[Start of Attachment]
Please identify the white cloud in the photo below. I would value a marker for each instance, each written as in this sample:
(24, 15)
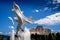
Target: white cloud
(49, 20)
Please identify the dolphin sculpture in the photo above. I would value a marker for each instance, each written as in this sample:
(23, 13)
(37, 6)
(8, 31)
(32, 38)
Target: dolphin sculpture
(20, 18)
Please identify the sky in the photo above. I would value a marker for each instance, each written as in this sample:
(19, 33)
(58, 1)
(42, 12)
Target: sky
(43, 12)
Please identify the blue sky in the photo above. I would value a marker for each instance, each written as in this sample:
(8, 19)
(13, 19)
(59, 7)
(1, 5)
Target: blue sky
(38, 9)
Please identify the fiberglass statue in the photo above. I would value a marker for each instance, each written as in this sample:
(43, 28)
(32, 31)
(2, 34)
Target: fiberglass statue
(20, 19)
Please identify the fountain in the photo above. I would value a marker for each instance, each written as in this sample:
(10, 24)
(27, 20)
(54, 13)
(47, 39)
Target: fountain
(20, 19)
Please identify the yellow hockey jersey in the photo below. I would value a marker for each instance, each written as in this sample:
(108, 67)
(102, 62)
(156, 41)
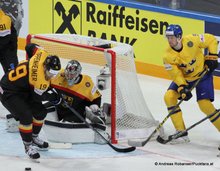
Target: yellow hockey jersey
(5, 24)
(187, 64)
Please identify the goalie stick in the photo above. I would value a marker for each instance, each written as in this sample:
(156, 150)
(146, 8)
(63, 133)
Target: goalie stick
(179, 134)
(142, 143)
(122, 150)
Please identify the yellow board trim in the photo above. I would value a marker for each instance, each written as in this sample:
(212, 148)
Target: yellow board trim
(142, 68)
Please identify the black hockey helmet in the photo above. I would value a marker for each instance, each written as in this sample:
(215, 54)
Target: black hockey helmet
(31, 49)
(72, 71)
(52, 64)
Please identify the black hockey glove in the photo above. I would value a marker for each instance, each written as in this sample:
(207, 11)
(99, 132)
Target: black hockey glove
(185, 93)
(53, 97)
(211, 61)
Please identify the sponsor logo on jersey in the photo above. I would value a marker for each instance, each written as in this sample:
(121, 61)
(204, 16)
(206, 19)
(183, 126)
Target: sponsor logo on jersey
(168, 66)
(190, 44)
(202, 38)
(34, 67)
(88, 84)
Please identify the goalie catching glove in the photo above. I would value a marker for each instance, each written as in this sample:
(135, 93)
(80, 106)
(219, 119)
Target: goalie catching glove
(95, 114)
(211, 61)
(185, 92)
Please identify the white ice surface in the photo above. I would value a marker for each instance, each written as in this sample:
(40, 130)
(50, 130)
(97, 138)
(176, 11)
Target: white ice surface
(90, 157)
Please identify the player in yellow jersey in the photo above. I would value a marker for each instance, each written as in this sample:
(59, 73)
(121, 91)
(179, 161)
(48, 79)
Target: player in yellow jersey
(80, 92)
(8, 42)
(184, 61)
(22, 91)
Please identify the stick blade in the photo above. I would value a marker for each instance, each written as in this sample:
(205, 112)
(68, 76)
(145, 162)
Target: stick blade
(135, 143)
(161, 140)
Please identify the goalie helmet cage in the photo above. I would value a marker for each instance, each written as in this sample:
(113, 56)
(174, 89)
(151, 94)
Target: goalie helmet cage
(130, 116)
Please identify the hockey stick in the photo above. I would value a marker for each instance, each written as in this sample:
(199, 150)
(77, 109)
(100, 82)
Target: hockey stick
(179, 134)
(122, 150)
(142, 143)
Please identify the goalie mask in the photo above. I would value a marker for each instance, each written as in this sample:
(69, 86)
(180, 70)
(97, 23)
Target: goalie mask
(52, 65)
(72, 72)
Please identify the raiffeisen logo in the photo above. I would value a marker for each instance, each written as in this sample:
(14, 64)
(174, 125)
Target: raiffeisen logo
(116, 16)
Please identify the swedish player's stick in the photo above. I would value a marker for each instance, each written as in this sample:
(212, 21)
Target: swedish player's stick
(142, 143)
(122, 150)
(179, 134)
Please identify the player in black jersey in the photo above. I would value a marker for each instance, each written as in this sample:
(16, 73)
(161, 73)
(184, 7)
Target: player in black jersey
(8, 43)
(22, 91)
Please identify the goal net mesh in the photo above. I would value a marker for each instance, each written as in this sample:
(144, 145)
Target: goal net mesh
(130, 116)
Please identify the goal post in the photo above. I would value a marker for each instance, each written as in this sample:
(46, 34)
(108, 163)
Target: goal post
(130, 116)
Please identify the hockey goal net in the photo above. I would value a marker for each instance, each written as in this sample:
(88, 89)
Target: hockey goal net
(130, 116)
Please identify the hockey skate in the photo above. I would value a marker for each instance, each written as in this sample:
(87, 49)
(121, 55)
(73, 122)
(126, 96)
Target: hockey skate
(40, 144)
(181, 140)
(31, 151)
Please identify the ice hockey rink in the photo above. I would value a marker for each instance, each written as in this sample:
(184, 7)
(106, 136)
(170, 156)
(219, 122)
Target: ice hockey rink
(199, 154)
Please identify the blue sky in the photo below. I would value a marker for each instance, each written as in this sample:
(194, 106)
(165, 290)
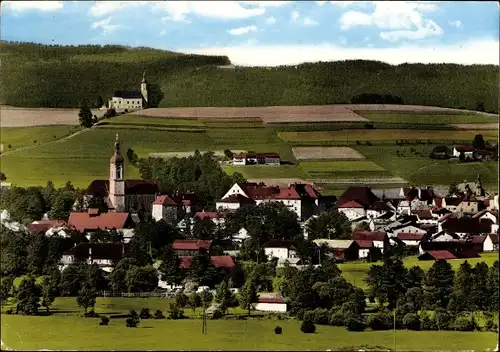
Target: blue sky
(270, 32)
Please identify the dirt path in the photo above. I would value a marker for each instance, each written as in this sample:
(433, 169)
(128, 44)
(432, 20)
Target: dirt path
(39, 145)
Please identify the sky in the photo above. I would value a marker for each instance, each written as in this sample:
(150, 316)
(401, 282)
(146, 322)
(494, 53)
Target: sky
(270, 33)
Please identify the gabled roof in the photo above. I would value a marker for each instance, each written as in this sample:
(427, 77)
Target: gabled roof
(369, 236)
(41, 226)
(410, 236)
(335, 244)
(83, 221)
(113, 251)
(223, 261)
(192, 244)
(164, 200)
(127, 94)
(362, 195)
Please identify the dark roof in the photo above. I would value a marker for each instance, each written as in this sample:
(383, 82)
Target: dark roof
(361, 195)
(369, 236)
(191, 244)
(466, 225)
(113, 251)
(127, 94)
(437, 255)
(100, 188)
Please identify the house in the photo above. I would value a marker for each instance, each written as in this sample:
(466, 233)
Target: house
(410, 239)
(490, 243)
(43, 226)
(225, 262)
(467, 150)
(105, 255)
(256, 159)
(380, 239)
(117, 192)
(191, 247)
(271, 304)
(130, 100)
(303, 199)
(355, 201)
(280, 249)
(165, 208)
(343, 250)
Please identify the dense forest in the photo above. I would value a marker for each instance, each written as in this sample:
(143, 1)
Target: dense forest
(36, 75)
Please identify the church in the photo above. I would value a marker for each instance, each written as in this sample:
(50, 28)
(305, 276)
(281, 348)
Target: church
(121, 194)
(130, 100)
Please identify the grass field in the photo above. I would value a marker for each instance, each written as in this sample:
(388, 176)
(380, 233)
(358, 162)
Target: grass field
(66, 329)
(355, 272)
(351, 136)
(425, 118)
(18, 137)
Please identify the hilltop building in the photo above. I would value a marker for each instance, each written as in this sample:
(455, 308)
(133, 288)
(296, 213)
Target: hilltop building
(121, 194)
(130, 100)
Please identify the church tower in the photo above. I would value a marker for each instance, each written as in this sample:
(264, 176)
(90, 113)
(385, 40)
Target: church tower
(116, 179)
(144, 89)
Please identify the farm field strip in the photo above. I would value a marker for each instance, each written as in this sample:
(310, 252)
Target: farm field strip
(316, 153)
(379, 135)
(422, 118)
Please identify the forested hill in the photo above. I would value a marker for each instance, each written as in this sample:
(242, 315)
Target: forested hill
(62, 76)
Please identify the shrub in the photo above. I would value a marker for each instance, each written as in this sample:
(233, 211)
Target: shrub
(104, 320)
(320, 316)
(131, 322)
(411, 321)
(91, 314)
(380, 321)
(308, 327)
(159, 314)
(336, 319)
(355, 323)
(145, 313)
(464, 323)
(217, 314)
[End of Attachment]
ASSIGNMENT >>
All the data above is to be transcribed exactly, with no pictures included.

RESPONSE BOX >>
Please identify the white cloud in the photo below. I would value a marker for each instance, each written as in this sample:
(24, 15)
Target: white cloud
(49, 20)
Please identify the dolphin sculpture in the photo above. I would value a marker for each instance, each written as in this sample:
(23, 13)
(37, 6)
(8, 31)
(32, 38)
Target: dolphin sculpture
(20, 18)
Please identify the sky in the photo above. I would value a marker for each instance, each written as in this sample:
(19, 33)
(58, 1)
(42, 12)
Target: sky
(43, 12)
Please identify the blue sky in the photo above. I would value a marker for each instance, each written as in this sample:
(8, 19)
(13, 19)
(59, 7)
(1, 5)
Target: blue sky
(38, 9)
Please identify the fiberglass statue in the photo above. I would value a marker for each instance, each written as in this sample:
(43, 28)
(32, 31)
(2, 34)
Target: fiberglass statue
(20, 19)
Please identify the fountain in the photo above. I would value a marker for each instance, each written as in this sample:
(10, 24)
(27, 20)
(54, 13)
(47, 39)
Target: fountain
(20, 19)
Please identify the yellow hockey jersey in the photo below. I would value a marker for each instance, each written as in this sample:
(108, 67)
(102, 62)
(156, 41)
Target: yellow hockey jersey
(5, 24)
(187, 64)
Please identify the goalie stick in the photo above. I would value a marker for each instance, each written as in this sample:
(156, 150)
(146, 8)
(63, 133)
Target: goalie stick
(179, 134)
(142, 143)
(122, 150)
Please identify the yellow board trim in the photo above. I would value a marker for each instance, each written as in this sample:
(212, 148)
Target: yellow board trim
(142, 68)
Please identify the black hockey helmet in the photo above. I would value a marker for each instance, each written as in this sample:
(215, 54)
Target: black hockey helmet
(31, 49)
(72, 71)
(52, 64)
Please identify the black hockey glove in the photo above. I would value a marker for each instance, each written as in this sample:
(207, 11)
(99, 132)
Target: black hockey glove
(185, 93)
(53, 97)
(211, 61)
Please identify the sponsor logo on jersey in the photo above. I would value a marker for each instance, each written as in this sample:
(121, 61)
(204, 16)
(206, 19)
(183, 126)
Target: sponsor logo on jersey
(168, 66)
(190, 44)
(202, 38)
(34, 67)
(88, 84)
Please identify the goalie catching glove in the photo above. I would value a marker for each instance, each written as in this sample:
(135, 93)
(80, 106)
(219, 119)
Target: goalie catching glove
(95, 114)
(211, 61)
(185, 92)
Please identify the white ice surface in the photo above. I would value a marker for each instance, each written as in this sample:
(40, 130)
(50, 130)
(97, 138)
(176, 11)
Target: white ice surface
(90, 157)
Please identify the player in yellow jersey in the photo above. I would value a marker for each instance, each written as in this sample:
(59, 73)
(121, 91)
(179, 161)
(48, 79)
Target: player in yellow jersey
(80, 92)
(8, 42)
(184, 61)
(22, 91)
Please identify the stick blade in the photo above. I would value a marker for each instance, each written as in this sample:
(205, 112)
(68, 76)
(145, 162)
Target: stick blade
(135, 143)
(161, 140)
Please identify the goalie helmet cage in the photo above. I would value a marker for each instance, each written as in this sample:
(113, 56)
(174, 89)
(151, 94)
Target: goalie helmet cage
(130, 116)
Please identify the hockey stick in the photo above. I would value a marker for each instance, each written as in this sample:
(199, 150)
(77, 109)
(100, 82)
Target: hockey stick
(179, 134)
(122, 150)
(142, 143)
Please identify the goalie mask in the photo above. I would value a marker for each instance, each written as in this sample:
(69, 86)
(180, 70)
(97, 23)
Target: goalie mask
(52, 65)
(72, 72)
Please identify the raiffeisen logo in the photo above. I would value a marker for each instance, each written as in this sample:
(14, 64)
(174, 125)
Target: raiffeisen logo
(116, 16)
Please identify the swedish player's stick in the photo above. I would value a marker for each instance, each written as in this sample:
(212, 21)
Target: swedish player's stick
(142, 143)
(122, 150)
(179, 134)
Please identify the player in black jersey in the photo above. I would value a marker for each instance, each written as in this sample:
(16, 73)
(161, 73)
(184, 7)
Target: player in black jersey
(8, 43)
(22, 91)
Please identify the goal net mesh in the photo above. I would value a marker for each instance, each written as in this sample:
(144, 145)
Target: goal net mesh
(130, 116)
Please identify the goal post in the photo above. I would value a marker for each instance, each written as in this sample:
(46, 34)
(108, 163)
Target: goal post
(130, 116)
Please identify the hockey goal net in the photo above. I would value a marker for each instance, each written as in this sample:
(88, 89)
Target: hockey goal net
(130, 116)
Please identify the hockey skate in the photo above. I would value a marker for each instance, each written as in this sample:
(87, 49)
(121, 55)
(73, 122)
(126, 96)
Target: hockey skate
(40, 144)
(181, 140)
(31, 151)
Please identify the ice hockey rink in the photo above. I would value a marker for each instance, each written as in this sample:
(184, 7)
(106, 136)
(170, 156)
(219, 122)
Target: ice hockey rink
(199, 154)
Please identify the blue sky in the photo below. I would value a marker for each instance, each written as in this sample:
(194, 106)
(165, 290)
Target: blue sky
(270, 32)
Please identify the dirt path in the photo above. I would value a marker for each instance, each written as in this sample:
(433, 169)
(128, 44)
(432, 20)
Target: dirt path
(39, 145)
Please identify the sky in the photo above. I would value a marker for each instance, each written as in this sample:
(150, 316)
(401, 282)
(146, 322)
(494, 53)
Target: sky
(270, 33)
Please identify the gabled roof in the photo above. I would value a marker for each instance, each written as in this sample:
(427, 77)
Target: gabled roof
(369, 236)
(41, 226)
(410, 236)
(335, 244)
(83, 221)
(113, 251)
(223, 261)
(192, 244)
(164, 200)
(127, 94)
(362, 195)
Please identify the dark roof in the photo above. I would value a marker for each instance, each written as in this sample:
(383, 82)
Target: dark roof
(361, 195)
(369, 236)
(191, 244)
(466, 225)
(113, 251)
(127, 94)
(437, 255)
(100, 188)
Please identify the house in the photo above. I would value a marker for each instance, each written as in this sample:
(466, 233)
Target: house
(410, 239)
(490, 243)
(43, 226)
(225, 262)
(467, 150)
(105, 255)
(256, 159)
(380, 239)
(117, 192)
(191, 247)
(271, 304)
(130, 100)
(303, 199)
(355, 201)
(280, 249)
(165, 208)
(343, 250)
Please identify the dense forest in the photo above. I would value a marker for each instance, each written as in this sample:
(143, 1)
Target: dense forest
(36, 75)
Please identify the church in the photo above. I would value a marker for each instance, each written as in this sample:
(50, 28)
(305, 276)
(281, 348)
Target: church
(121, 194)
(130, 100)
Please identify the grass field in the photo above. I would value a marker for each instance, each written as in this sample:
(388, 176)
(380, 233)
(358, 162)
Target: grass field
(66, 329)
(355, 272)
(351, 136)
(425, 118)
(18, 137)
Please identify the hilltop building in the photo above. I would value a marker for each instance, each written as in this sample:
(455, 308)
(133, 288)
(296, 213)
Target: hilltop building
(121, 194)
(130, 100)
Please identify the church tower in the photo above. I would value a marker for each instance, each written as in this sample:
(264, 176)
(90, 113)
(385, 40)
Target: church tower
(116, 179)
(144, 89)
Please identify the farm field strip in the photo above. I would value a marker for each instance, each written as in this sample:
(310, 252)
Target: farm field strip
(316, 153)
(379, 135)
(422, 118)
Please identify the forested hill in the photo above. I would value a marker for each instance, each written as in this sample:
(242, 315)
Target: forested hill
(62, 76)
Please identify the shrub in the photo above. I would value a marker for each instance, each written as in this sample:
(233, 211)
Target: shrub
(104, 320)
(320, 316)
(131, 322)
(411, 321)
(91, 314)
(380, 321)
(308, 327)
(159, 314)
(336, 319)
(355, 323)
(145, 313)
(464, 323)
(217, 314)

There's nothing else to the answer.